EXERCISE DIRECTIONS:
Continue the news article about physics alumnus Brian Cannon, which is printed below, starting after its final paragraph.

COSAM News Articles 2020 June Physics Alumnus Embodies Patience, Perseverance, and Tenacity through Career Researching Biophysics and Teaching as an Assistant Professor at Loyola University Chicago

Physics Alumnus Embodies Patience, Perseverance, and Tenacity through Career Researching Biophysics and Teaching as an Assistant Professor at Loyola University Chicago

Published: 06/09/2020

By: Maria Gebhardt

“Physics has always been a quantitative field, and as the world becomes increasingly data driven, the training that physicists receive positions them to make contributions in an endless amount of fields,” explained Brian Cannon, who earned his bachelor’s degree from Auburn University in physics in 1997.

Cannon, who was born in Redondo Beach, California, grew up in Center Point, Alabama, a suburb of Birmingham, always wanted to be involved in science.

“My family would go to the Marshall Space Flight Center in Huntsville just about every summer, and I was fascinated by the rockets and the tools for space exploration,” he said.

As a child, Cannon’s parents sparked his interest with computer programming and he even began writing his own computer games.

He began to develop a passion for physics.

“The range of physics spans from the smallest particles to the expansion of the universe. In addition to basic understanding of nature, its countless discoveries have profound societal benefits, including MRIs for medicine and CCDs for cameras,” Cannon added.

Cannon recalls his favorite professor and favorite course while at Auburn University.

“My favorite professor was Dr. Peter Barnes in the Department of Physics,” Cannon said. “He taught a course every quarter of my senior year: Thermodynamics, Solid State, and Optics. It was during these classes in which the physics ‘light bulb’ really switched on. My favorite course was Computational Methods in Physics with Dr. Yu Lin.”

At Loyola University Chicago, Cannon is an associate professor in the Department of Physics where he teaches college-level physics courses and corresponding labs.

“I enjoy helping students reach their potential and realize what they can do,” Cannon shared. “I incorporate material based on the career interests and show how physics connects with it. Students really enjoy the discussions about current research in physics.”

MATERIAL PROVIDED:
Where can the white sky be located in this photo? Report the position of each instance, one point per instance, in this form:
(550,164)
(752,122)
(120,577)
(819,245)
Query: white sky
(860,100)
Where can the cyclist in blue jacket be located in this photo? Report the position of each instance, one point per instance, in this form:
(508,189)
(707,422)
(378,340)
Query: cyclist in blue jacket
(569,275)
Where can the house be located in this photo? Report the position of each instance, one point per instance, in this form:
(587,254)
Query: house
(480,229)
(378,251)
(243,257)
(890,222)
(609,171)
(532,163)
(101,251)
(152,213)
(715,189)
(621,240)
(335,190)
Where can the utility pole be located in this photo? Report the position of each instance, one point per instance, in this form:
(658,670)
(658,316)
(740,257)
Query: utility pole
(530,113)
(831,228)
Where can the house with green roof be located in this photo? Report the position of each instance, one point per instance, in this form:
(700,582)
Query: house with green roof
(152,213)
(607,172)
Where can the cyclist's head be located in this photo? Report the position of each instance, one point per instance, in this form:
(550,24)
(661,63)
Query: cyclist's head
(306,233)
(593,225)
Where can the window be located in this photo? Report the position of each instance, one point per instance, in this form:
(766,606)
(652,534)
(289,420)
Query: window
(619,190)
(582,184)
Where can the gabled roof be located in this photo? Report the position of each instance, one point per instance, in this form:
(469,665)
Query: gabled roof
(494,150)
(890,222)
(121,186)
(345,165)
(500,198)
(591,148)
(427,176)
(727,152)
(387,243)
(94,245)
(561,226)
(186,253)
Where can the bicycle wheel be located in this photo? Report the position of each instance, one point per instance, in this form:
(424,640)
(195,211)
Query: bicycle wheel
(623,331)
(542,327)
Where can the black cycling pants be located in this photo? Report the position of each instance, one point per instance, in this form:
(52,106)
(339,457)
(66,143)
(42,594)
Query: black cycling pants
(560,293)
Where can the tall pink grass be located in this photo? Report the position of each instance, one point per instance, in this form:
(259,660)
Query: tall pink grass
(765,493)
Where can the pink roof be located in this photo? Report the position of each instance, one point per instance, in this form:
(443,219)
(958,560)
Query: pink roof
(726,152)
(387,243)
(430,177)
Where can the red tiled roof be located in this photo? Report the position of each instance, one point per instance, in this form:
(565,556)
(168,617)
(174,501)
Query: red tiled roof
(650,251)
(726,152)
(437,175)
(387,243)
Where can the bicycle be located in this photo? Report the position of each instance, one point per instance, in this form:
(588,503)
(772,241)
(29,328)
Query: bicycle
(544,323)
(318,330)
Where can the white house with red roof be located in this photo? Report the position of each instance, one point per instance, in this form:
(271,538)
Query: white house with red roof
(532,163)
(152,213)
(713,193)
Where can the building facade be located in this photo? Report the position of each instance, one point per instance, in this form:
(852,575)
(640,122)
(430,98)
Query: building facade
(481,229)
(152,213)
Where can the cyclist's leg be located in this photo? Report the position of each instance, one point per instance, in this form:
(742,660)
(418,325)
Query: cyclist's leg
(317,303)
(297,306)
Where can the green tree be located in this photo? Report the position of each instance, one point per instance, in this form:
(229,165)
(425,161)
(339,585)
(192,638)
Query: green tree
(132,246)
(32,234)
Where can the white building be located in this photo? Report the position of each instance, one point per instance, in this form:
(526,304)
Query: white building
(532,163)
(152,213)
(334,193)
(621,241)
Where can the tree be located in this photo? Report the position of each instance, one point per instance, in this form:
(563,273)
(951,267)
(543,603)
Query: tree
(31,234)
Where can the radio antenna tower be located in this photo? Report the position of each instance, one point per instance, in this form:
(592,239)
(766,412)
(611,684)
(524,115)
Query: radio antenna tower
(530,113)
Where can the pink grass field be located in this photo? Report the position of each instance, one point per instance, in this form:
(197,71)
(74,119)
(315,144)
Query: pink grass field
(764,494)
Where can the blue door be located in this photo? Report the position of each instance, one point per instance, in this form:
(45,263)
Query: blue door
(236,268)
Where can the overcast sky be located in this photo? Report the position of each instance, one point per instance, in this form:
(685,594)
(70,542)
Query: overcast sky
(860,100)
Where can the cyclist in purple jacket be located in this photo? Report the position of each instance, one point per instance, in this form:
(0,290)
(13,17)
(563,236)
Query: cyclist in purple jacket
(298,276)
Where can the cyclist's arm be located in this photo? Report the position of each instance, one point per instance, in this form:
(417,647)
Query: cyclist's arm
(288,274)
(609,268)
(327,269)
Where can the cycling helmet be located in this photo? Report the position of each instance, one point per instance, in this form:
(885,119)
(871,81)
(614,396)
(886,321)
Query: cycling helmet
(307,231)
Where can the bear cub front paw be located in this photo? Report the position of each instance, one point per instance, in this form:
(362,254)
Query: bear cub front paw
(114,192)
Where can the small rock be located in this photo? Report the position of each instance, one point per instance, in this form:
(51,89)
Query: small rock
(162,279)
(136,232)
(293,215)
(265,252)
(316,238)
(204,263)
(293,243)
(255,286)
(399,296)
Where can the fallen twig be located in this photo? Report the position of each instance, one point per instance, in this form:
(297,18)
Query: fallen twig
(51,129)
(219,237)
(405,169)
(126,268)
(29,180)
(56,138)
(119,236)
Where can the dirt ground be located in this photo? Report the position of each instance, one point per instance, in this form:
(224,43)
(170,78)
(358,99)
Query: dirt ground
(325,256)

ANSWER TO THIS PROBLEM:
During his last quarter at Auburn, a visiting speaker in a seminar held by the Department of Physics presented research on biophysics, which was new and fascinating to Cannon.

“Dr. Barnes gave me some great advice just before graduation that in science, it can be beneficial to join fields that are in their nascent stage, like biophysics. That summer, I headed off to graduate school at Texas Tech to study semiconductor physics. It turned out that Texas Tech had a good biophysics program, and I switched soon after starting there,” he explained.   

Cannon received a 2019 National Science Foundation (NSF) CAREER Award. The focus of his research is single-molecule biophysics.

“Although our genetic information is stored by DNA in a double-helical form, DNA can also fold into a variety of structures,” he said. “The propensity of DNA to form these other structures can have biological consequences. We use single-molecule microscopy to image the formation of these structures by individual strands of DNA molecules in real time. This helps to understand the connection between sequence and topology within the genome in regards to genetic disorders.”

Research for his NSF CAREER Award explores how defects impact genetic diseases.

“In addition to the sequence of the genome, its three-dimensional arrangement has an integral role in genetic activity,” he shared. “Highly repetitive DNA sequences that can form aberrant structures have been linked to genetic diseases, such as fragile x syndrome and spinocerebellar ataxias. The project seeks to understand how these sequence defects influence the organization of DNA, and thus how these defects might lead to the deleterious protein expression patterns associated with some genetic diseases. The educational component addresses the need to enhance the core scientific competencies of undergraduate science majors. The project will develop a research-oriented curriculum for the introductory physics lab sequence at Loyola and initiate a research outreach program with Chicago-area community colleges.

Cannon’s shared advice to students who want to pursue a career in academia like him.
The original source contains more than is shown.